» **TASK PROMPT**: Rewrite the records below with every "innermost point" changed to "central point", keeping all other text as it is.

[Records in a dataset]
=-=-=
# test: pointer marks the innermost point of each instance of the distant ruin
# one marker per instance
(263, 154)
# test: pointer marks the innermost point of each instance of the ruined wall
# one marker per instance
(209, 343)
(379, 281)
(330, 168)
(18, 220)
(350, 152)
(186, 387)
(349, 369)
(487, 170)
=-=-=
» **RESPONSE BELOW**:
# test: pointer marks the central point of each instance of the distant ruin
# one marker per instance
(263, 154)
# test: pointer marks the central point of each instance of the ruined wall
# one marker per instance
(209, 343)
(379, 281)
(330, 168)
(18, 220)
(350, 152)
(186, 387)
(349, 369)
(487, 170)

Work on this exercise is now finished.